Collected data
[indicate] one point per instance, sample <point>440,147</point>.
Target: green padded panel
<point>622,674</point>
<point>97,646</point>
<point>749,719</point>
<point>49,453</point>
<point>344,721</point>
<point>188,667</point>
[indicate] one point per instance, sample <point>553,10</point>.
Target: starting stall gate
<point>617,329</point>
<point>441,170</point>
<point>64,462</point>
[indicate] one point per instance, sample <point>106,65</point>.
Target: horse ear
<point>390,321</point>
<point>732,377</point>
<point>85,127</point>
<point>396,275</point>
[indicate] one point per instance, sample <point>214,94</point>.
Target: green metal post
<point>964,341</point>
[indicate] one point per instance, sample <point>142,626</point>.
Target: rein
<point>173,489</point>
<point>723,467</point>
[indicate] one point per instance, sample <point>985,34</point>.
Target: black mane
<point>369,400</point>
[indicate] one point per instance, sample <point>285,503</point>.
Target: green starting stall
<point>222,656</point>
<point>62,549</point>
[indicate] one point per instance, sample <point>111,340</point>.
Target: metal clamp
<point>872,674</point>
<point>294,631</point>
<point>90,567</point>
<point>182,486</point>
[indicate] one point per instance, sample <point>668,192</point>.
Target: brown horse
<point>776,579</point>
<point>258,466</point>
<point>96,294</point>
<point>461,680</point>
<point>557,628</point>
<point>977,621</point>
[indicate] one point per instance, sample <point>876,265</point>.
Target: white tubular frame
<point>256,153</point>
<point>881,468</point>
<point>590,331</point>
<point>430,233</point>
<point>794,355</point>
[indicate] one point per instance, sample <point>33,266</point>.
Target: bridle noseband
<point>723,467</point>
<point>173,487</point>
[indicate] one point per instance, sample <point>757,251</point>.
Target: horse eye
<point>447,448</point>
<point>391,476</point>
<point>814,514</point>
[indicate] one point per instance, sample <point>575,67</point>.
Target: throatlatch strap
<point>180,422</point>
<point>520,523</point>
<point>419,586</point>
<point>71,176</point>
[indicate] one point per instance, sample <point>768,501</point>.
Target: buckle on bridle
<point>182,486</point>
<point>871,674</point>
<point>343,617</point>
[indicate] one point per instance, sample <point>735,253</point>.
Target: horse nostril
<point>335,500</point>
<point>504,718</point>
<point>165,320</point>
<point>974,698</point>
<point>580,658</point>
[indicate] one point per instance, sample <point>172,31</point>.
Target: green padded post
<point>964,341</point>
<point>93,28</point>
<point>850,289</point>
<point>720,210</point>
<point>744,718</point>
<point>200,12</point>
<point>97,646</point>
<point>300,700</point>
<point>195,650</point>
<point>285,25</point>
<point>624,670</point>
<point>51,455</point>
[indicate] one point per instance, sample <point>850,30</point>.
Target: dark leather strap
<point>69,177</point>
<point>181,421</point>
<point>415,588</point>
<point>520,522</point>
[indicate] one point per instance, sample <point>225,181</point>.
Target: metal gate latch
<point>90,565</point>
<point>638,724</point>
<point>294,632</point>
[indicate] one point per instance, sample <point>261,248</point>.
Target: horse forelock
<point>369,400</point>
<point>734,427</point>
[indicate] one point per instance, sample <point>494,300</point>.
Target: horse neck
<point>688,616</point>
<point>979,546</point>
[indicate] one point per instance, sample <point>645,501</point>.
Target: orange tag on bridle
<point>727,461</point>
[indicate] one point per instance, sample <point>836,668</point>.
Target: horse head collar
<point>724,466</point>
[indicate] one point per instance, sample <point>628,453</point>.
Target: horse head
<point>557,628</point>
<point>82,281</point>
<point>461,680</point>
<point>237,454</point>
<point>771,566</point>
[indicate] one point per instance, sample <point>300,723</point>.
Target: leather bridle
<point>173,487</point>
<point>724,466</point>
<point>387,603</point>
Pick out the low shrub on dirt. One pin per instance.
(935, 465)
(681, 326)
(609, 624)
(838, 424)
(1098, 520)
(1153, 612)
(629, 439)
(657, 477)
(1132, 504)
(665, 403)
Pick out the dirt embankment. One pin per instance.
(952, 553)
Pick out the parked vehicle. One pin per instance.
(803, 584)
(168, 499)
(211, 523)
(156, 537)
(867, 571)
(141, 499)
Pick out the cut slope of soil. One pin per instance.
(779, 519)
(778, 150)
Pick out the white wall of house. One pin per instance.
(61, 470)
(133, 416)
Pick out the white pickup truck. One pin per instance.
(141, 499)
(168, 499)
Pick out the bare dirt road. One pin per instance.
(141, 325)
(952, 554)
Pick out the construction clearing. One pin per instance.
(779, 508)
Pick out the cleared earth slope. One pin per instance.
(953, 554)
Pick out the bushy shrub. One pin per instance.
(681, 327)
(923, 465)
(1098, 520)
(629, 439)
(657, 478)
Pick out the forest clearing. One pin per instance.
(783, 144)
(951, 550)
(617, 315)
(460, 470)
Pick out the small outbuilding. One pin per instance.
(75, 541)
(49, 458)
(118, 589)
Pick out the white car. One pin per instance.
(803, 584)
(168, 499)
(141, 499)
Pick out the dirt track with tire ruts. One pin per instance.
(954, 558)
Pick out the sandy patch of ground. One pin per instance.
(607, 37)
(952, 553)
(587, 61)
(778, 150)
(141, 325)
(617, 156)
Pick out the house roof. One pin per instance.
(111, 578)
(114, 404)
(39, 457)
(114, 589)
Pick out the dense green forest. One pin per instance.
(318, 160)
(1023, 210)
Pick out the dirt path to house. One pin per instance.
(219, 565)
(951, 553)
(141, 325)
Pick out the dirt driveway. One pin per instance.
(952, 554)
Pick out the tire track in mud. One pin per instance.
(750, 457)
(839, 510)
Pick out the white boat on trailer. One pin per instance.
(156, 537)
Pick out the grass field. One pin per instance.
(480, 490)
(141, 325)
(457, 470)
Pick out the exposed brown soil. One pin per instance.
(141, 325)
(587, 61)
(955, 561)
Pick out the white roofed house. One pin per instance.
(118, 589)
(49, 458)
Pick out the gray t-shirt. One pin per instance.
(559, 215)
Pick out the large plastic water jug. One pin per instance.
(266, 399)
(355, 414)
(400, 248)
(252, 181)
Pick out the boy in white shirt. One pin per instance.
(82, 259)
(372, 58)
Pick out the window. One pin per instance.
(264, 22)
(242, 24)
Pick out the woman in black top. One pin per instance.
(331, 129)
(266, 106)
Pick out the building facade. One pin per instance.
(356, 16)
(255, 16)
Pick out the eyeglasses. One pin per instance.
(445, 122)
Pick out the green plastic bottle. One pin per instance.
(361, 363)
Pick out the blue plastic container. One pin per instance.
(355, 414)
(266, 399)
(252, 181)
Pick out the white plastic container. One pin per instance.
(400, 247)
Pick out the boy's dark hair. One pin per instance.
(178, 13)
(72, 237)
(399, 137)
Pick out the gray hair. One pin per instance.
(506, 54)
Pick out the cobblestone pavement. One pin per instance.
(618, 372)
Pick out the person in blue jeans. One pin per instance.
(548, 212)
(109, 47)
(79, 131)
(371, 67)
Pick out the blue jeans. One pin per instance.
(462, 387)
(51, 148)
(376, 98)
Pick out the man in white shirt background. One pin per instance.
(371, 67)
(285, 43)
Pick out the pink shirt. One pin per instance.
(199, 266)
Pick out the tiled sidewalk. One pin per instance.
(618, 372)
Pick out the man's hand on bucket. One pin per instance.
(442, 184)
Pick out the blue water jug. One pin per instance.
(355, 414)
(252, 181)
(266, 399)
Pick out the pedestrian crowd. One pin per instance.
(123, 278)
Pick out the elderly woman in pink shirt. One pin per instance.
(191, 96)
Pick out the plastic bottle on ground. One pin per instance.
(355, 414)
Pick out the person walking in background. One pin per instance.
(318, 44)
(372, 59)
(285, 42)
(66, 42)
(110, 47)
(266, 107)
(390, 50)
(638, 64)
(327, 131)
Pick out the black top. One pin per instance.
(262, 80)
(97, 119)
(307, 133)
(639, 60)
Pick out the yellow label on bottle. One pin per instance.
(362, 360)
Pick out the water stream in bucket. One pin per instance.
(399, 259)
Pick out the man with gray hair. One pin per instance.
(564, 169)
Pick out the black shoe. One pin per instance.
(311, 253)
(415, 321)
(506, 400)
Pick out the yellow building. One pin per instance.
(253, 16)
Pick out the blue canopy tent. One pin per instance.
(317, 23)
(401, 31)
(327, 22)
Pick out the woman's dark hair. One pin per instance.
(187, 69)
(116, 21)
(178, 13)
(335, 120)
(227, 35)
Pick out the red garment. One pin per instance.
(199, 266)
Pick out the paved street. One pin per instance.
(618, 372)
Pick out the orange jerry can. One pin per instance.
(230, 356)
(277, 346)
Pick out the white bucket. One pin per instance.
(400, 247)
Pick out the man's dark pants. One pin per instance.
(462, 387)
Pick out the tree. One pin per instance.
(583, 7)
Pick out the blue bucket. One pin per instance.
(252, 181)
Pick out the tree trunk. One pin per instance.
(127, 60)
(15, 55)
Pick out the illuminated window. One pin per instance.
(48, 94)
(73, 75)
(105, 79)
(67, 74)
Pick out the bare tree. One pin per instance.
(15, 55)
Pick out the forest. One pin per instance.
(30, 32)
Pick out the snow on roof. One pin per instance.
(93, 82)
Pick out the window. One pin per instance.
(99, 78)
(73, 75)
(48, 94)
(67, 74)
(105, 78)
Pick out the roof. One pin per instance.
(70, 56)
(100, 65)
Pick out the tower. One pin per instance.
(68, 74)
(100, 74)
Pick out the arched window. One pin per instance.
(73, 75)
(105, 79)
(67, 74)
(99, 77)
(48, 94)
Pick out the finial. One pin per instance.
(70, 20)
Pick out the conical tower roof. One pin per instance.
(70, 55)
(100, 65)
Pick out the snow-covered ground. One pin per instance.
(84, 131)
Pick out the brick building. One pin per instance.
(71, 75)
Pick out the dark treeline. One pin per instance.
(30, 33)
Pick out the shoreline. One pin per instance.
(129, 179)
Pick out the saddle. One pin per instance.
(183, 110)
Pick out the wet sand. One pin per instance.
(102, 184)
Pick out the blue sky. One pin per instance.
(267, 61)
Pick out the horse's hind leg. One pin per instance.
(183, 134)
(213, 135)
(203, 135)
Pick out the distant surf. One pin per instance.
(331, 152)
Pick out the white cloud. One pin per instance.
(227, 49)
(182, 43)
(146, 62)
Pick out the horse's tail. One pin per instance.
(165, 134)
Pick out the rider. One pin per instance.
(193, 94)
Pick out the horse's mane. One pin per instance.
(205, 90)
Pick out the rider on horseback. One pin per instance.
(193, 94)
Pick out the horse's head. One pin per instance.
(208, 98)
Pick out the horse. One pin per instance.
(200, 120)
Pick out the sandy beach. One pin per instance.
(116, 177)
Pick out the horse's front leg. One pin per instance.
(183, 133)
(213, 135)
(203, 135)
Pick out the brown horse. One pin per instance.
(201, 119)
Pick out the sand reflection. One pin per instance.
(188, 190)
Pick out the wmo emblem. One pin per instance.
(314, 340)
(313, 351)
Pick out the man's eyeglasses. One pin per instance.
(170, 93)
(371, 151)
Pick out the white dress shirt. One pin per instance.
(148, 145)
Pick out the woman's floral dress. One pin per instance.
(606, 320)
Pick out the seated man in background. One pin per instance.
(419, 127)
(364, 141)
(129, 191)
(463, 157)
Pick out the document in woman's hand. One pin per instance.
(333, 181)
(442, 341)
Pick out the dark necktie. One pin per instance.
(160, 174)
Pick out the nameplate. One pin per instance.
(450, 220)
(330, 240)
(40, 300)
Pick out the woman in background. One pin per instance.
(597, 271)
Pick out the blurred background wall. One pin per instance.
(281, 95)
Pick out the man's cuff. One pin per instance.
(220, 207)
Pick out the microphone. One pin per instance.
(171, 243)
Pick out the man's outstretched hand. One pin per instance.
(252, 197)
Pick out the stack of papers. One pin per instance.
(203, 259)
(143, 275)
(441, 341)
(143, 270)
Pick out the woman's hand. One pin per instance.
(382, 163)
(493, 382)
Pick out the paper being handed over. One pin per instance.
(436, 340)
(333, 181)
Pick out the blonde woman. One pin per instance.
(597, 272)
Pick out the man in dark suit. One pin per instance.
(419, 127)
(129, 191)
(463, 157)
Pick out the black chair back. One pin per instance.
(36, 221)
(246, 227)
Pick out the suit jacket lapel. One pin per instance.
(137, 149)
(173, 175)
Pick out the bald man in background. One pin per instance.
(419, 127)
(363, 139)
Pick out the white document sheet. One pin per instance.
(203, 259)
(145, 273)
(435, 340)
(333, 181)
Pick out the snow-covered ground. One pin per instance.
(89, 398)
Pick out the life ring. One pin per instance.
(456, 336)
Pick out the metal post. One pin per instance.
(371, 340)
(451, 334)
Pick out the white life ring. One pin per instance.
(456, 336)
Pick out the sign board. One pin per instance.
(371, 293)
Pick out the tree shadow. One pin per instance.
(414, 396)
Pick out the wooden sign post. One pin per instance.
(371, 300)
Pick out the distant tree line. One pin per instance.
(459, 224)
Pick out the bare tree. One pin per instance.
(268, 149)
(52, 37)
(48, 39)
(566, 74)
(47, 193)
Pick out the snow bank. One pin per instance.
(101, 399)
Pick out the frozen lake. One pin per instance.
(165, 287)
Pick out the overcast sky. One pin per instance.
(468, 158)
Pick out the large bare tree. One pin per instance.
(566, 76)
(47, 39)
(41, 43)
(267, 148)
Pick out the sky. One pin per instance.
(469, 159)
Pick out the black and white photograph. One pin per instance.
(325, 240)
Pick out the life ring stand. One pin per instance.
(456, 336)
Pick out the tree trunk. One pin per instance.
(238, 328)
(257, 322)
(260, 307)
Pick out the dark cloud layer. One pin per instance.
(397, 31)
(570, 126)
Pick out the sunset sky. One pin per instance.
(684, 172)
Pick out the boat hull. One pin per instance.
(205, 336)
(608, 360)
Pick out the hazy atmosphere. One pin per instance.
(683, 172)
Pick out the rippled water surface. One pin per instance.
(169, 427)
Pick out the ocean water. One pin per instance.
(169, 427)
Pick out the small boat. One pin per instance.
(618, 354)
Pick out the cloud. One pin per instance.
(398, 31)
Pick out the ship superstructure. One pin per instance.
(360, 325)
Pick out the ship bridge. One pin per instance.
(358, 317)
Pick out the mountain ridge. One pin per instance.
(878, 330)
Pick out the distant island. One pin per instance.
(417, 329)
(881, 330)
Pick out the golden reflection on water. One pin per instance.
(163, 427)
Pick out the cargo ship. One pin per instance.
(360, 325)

(What is expected)
Copy out the lines of the data starting with the line that contains "[indicate] one point per instance, sample <point>33,266</point>." and going on through the line that contains "<point>71,176</point>", both included.

(Written answer)
[indicate] one point per instance, sample <point>33,266</point>.
Target: bridle noseband
<point>723,467</point>
<point>173,487</point>
[indicate] one point per instance, sample <point>757,251</point>.
Target: horse eye
<point>447,448</point>
<point>391,476</point>
<point>814,514</point>
[indicate] one point per instance, sample <point>575,67</point>.
Target: throatlatch strap
<point>180,422</point>
<point>520,523</point>
<point>419,586</point>
<point>71,176</point>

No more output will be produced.